Lombok Barat – Wahana Lingkungan Hidup Nusa Tenggara Barat (WALHI NTB) gelar konsolidasi dan pelatihan paralegal bagi kelompok tani lingkar hutan di wilayah perhutanan kaki Rinjani Desa Karang Sidemen Kabupaten Lombok Tengah (Loteng) dan Desa Karang Bayan Kabupaten Lombok Barat (Lobar), Jum’at (25/3).
Kegiatan tersebut bertujuan untuk memperkuat persatuan dan meningkatkan kapasitas kaum tani lingkar hutan dan meneguhkan peran organisasi rakyat dalam menjaga hutan dan mempertahankan wilayah kelolanya sebagai sumber penghidupan.
Pelatihan paralegal secara khusus, bertujuan untuk membekali kaum tani dan masyarakat lingkar hutan tentang pengetahuan dasar atas hukum dan upaya pertahanan dan pembelaan diri dalam berbagai perkara hukum yang terkait dengan keselamatan diri. Serta hak akses dan kelolanya atas hutan dan sumber daya alam yang terkandung di dalamnya.
Kegiatan konsolidasi dan pelatihan paralegal tersebut dihadiri masing-masing 37 orang dari perwakilan kelompok tani Desa Karang Bayan dan Desa Karang Sidemen. Selain itu dihadiri juga perwakilan dari Kepala Seksi Perencanaan Pengelolaan Hutan dan kepala Sektor Jangkuk KPH Rinjani Barat, Kepala Desa, Pokdarwis, dan Ketua Gapoktan.
Direktur Eksekutif Daerah WALHI NTB, Amri Nuryadin, SH mengatakan, WALHI adalah organisasi yang menjalankan peran advokasi, kampanye, dan pemberdayaan serta bentuk-bentuk pembelaan lainnya terhadap masyarakat, baik yang berada di kawasan hutan, pesisir, maupun di wilayah perkotaan.
Basis utama pelaksanaan perannya berfokus pada kelestarian lingkungan hidup, keadilan iklim, serta pengelolaan dan distribusi sumber daya alam yang berkeadilan, dengan prinsip-prinsip perlindungan dan penegakan terhadap Hak Asasi Manusia (HAM), serta perlindungan dan penghormatan terhadap perempuan dan keadilan gender.
WALHI meyakini bahwa pengorganisasian maupun penguatan terhadap organisasi-organisasi rakyat adalah salah satu dasar kekuatan bagi WALHI. Artinya, kata dia, WALHI menyandarkan perjuangannya berdasarkan kepentingan dan keadaan konkrit yang dihadapi oleh rakyat.
Dalam konteks pembangunan yang berkelanjutan bagi penghidupan Rakyat, Amri mengatakan, WALHI secara nasional memiliki konsep yang disebut Wilayah Kelola Rakyat (WKR), sebagai pijakan untuk mewujudkan keadilan dan kedaulatan bagi rakyat dalam mengakses, mengelola, dan menikmati sumber daya alam sebagai sumber penghidupannya, baik di kawasan hutan maupun pesisir dan pulau-pulau kecil.
“Konsepsi WKR sendiri dalam tatanan pembangunannya memiliki empat pilar, yakni tata akses, tata kelola, tata produksi, dan tata konsumsi,” jelas Amri.

Tugas yang Dikerjakan >>
1. Sebutkan semua pilar dalam konsep Wilayah Kelola Rakyat menurut teks bacaan.
2. Salin bagian teks bacaan yang dimulai pada "Direktur Eksekutif Daerah" dan berakhir pada "di wilayah perkotaan.", tanpa mengubah satu kata pun.
Entri yang menyusul merupakan bahan tersendiri yang terpisah dari teks bacaan.

Entri yang Diberikan >>
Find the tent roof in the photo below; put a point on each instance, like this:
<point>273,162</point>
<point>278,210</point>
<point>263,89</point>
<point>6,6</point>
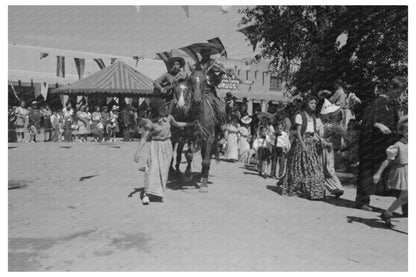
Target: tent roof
<point>117,79</point>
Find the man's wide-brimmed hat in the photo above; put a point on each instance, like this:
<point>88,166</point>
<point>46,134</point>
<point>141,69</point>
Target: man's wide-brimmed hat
<point>172,60</point>
<point>402,120</point>
<point>329,108</point>
<point>246,119</point>
<point>324,93</point>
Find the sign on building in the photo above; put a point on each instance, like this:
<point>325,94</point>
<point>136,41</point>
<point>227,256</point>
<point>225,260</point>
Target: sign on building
<point>229,83</point>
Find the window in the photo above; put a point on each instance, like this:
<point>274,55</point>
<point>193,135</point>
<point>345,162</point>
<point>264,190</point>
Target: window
<point>274,83</point>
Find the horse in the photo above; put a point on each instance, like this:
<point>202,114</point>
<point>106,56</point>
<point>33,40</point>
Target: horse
<point>206,108</point>
<point>181,111</point>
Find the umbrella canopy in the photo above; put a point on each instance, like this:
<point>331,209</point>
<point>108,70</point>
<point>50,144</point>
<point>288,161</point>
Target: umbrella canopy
<point>119,79</point>
<point>210,48</point>
<point>263,115</point>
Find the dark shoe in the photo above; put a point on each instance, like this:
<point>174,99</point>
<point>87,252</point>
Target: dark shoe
<point>387,218</point>
<point>364,207</point>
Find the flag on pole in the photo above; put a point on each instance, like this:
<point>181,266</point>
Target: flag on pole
<point>218,42</point>
<point>263,106</point>
<point>64,99</point>
<point>250,107</point>
<point>164,56</point>
<point>141,99</point>
<point>100,63</point>
<point>80,65</point>
<point>137,59</point>
<point>44,90</point>
<point>43,55</point>
<point>186,9</point>
<point>248,32</point>
<point>14,92</point>
<point>60,66</point>
<point>191,53</point>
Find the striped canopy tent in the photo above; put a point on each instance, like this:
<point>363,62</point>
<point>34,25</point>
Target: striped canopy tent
<point>119,79</point>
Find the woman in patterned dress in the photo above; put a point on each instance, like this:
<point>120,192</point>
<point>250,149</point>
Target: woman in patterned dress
<point>157,134</point>
<point>304,164</point>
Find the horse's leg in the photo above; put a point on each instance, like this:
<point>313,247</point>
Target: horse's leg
<point>206,162</point>
<point>171,169</point>
<point>189,158</point>
<point>181,144</point>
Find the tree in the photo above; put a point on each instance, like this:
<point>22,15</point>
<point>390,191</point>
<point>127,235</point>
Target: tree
<point>303,44</point>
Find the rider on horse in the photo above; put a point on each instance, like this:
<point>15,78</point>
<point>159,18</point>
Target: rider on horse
<point>169,80</point>
<point>215,73</point>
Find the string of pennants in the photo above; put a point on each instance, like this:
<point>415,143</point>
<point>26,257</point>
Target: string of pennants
<point>80,64</point>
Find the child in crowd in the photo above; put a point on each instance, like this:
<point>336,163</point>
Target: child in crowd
<point>350,151</point>
<point>280,147</point>
<point>262,145</point>
<point>112,126</point>
<point>55,126</point>
<point>243,143</point>
<point>232,136</point>
<point>61,136</point>
<point>397,157</point>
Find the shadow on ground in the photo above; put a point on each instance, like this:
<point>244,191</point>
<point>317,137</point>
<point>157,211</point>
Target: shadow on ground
<point>18,184</point>
<point>372,222</point>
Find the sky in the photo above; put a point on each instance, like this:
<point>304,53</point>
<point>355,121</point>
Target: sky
<point>125,30</point>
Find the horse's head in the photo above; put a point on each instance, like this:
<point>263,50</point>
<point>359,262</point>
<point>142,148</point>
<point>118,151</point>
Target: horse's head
<point>182,94</point>
<point>198,82</point>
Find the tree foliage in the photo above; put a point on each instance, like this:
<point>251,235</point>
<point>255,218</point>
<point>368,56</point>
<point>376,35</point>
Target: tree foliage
<point>301,42</point>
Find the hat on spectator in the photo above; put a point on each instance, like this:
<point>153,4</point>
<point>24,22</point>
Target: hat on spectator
<point>403,120</point>
<point>246,119</point>
<point>324,93</point>
<point>329,108</point>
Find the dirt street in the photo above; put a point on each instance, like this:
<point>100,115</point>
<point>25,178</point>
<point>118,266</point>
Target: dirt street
<point>76,207</point>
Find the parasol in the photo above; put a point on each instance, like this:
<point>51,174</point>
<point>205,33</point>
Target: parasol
<point>264,115</point>
<point>206,47</point>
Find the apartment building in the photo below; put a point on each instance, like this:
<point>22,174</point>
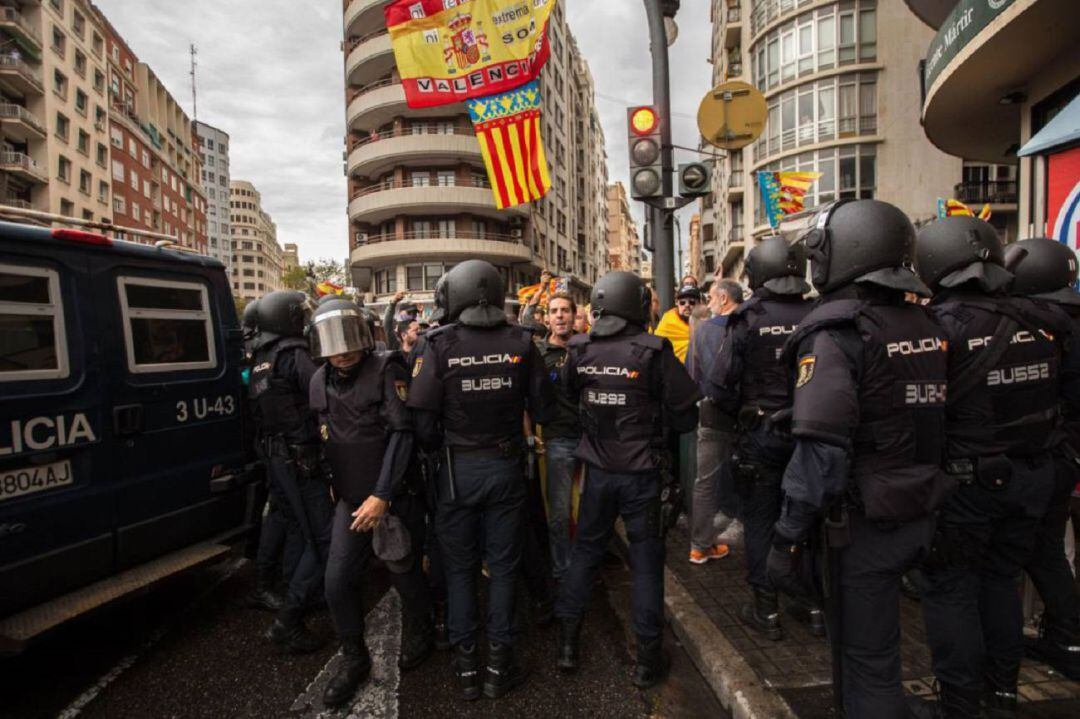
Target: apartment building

Jawaban Berikut >>
1. Tata akses, tata kelola, tata produksi, dan tata konsumsi.

2.
Direktur Eksekutif Daerah WALHI NTB, Amri Nuryadin, SH mengatakan, WALHI adalah organisasi yang menjalankan peran advokasi, kampanye, dan pemberdayaan serta bentuk-bentuk pembelaan lainnya terhadap masyarakat, baik yang berada di kawasan hutan, pesisir, maupun di wilayah perkotaan.